**REQUIRED ACTION**
Reproduce the stretch of the global education post from "A visiting author" through "of Toronto, Canada." verbatim.

ED Teacher’s Guide to International Collaboration on the Internet– Pg 12. (n.d.). Retrieved September 24, 2009, from

Melvin, K. (1986). Technology and History: Kranzberg’s Laws. Technology and Culture, 27(3), 544-560.

Thompson, S., & Scott, K. (n.d.). Is PBL Practical?. Retrieved September 24, 2009, from

Tags: Project Based Learning

Global Education Starts Here

December 2nd, 2008 · 1 Comment

A visiting author once described my classroom as “The United Nations,” which was a rather clever but complementary way to recognize the many languages spoken by my students. At last count, over 10 languages are spoken. In addition to our official languages of English and French, native speakers of Arabic, Hindi, Bengali, Urdu, Turkish, Italian, Mandarin, Tamil, Punjabi, and Spanish are represented. In addition, some 60 different cultures are represented in our school, a new school built about 7 years ago in a middle-class suburb of Toronto, Canada.

Surprisingly, racial problems are few and far between, making the United Nations moniker even more “apropos.” Students are given the opportunities to communicate one with another and frequently celebrate differences and similarities.

Many students have lived or at least traveled to other parts of the world. Events in countries far and near are often openly discussed. Even at Grade 7, students spent considerable time initiating discussions about the recent federal election, the Presidential election in America, the current events in India, Thailand and Canada (in case it hasn’t yet hit the media south of the border, the minority government led by the Conservative Prime Minister Stephen Harper may be replaced with a controversial coalition government led by the rejected centrist Liberal Party, propped up by the social-democractic New Democratic Party and the separatist Parti Québécois after a vote of non-confidence in Parliament). But I digress.

My students have a broad world-view because they are the world. They represent it. So does our teaching staff. Cultures, countries and religions represented by my colleagues include: India, Mauritius, Singapore, Vietnam, Greece, Portugal, Guatemala, French-Canadian, Aboriginal, Hindu, Christian, Sikh, and Jewish.

Our school does not begin and end at the schoolyard gate. We raised $14,000 in support of victims of the Tsunami in 2004. On two occasions we have raised over $10,000 and sent a small contingent of students and teachers to Honduras in Central America to build schools in poverty stricken, remote areas. Our Green Team worked tirelessly for three years to protect the wetland adjacent to our school that was slated for development.

It is natural then, that our students have been involved in global and environmental education. They actively are “the change we wish to see in the world”. (Gandhi)

Data records:
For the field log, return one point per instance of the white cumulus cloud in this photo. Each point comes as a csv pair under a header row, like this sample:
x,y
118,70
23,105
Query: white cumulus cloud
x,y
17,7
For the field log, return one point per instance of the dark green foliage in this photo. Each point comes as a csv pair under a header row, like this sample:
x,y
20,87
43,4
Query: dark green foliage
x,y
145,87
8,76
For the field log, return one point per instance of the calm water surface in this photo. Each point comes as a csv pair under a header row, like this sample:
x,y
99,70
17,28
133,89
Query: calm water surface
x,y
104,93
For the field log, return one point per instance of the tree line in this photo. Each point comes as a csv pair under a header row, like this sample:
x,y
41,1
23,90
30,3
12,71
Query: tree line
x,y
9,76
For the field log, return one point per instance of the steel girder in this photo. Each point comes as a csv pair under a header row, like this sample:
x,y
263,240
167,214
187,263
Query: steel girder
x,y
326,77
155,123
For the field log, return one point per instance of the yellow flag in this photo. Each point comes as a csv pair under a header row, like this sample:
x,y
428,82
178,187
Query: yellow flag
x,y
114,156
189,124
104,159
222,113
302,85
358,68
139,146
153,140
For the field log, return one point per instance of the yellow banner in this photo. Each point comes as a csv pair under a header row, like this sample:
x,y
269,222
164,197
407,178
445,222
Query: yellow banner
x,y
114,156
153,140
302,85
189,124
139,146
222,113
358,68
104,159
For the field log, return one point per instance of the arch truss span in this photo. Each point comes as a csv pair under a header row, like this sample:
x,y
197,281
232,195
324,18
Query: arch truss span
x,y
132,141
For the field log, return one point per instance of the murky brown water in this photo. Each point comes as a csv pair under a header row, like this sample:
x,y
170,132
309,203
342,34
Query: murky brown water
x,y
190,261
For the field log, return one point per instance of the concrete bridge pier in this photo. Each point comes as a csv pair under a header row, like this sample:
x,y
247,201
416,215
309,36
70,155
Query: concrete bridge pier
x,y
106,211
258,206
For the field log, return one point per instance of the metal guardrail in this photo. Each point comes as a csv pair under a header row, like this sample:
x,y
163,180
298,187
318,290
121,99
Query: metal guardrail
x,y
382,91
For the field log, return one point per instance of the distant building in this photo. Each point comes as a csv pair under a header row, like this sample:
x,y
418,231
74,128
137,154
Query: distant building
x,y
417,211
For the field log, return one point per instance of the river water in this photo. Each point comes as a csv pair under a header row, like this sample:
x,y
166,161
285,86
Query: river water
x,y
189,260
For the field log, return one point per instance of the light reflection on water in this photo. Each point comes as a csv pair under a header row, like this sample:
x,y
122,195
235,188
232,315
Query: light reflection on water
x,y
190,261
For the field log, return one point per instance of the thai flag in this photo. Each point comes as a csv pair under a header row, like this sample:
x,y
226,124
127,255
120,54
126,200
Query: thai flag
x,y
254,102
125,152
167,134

**OUTPUT BELOW**
A visiting author once described my classroom as “The United Nations,” which was a rather clever but complementary way to recognize the many languages spoken by my students. At last count, over 10 languages are spoken. In addition to our official languages of English and French, native speakers of Arabic, Hindi, Bengali, Urdu, Turkish, Italian, Mandarin, Tamil, Punjabi, and Spanish are represented. In addition, some 60 different cultures are represented in our school, a new school built about 7 years ago in a middle-class suburb of Toronto, Canada.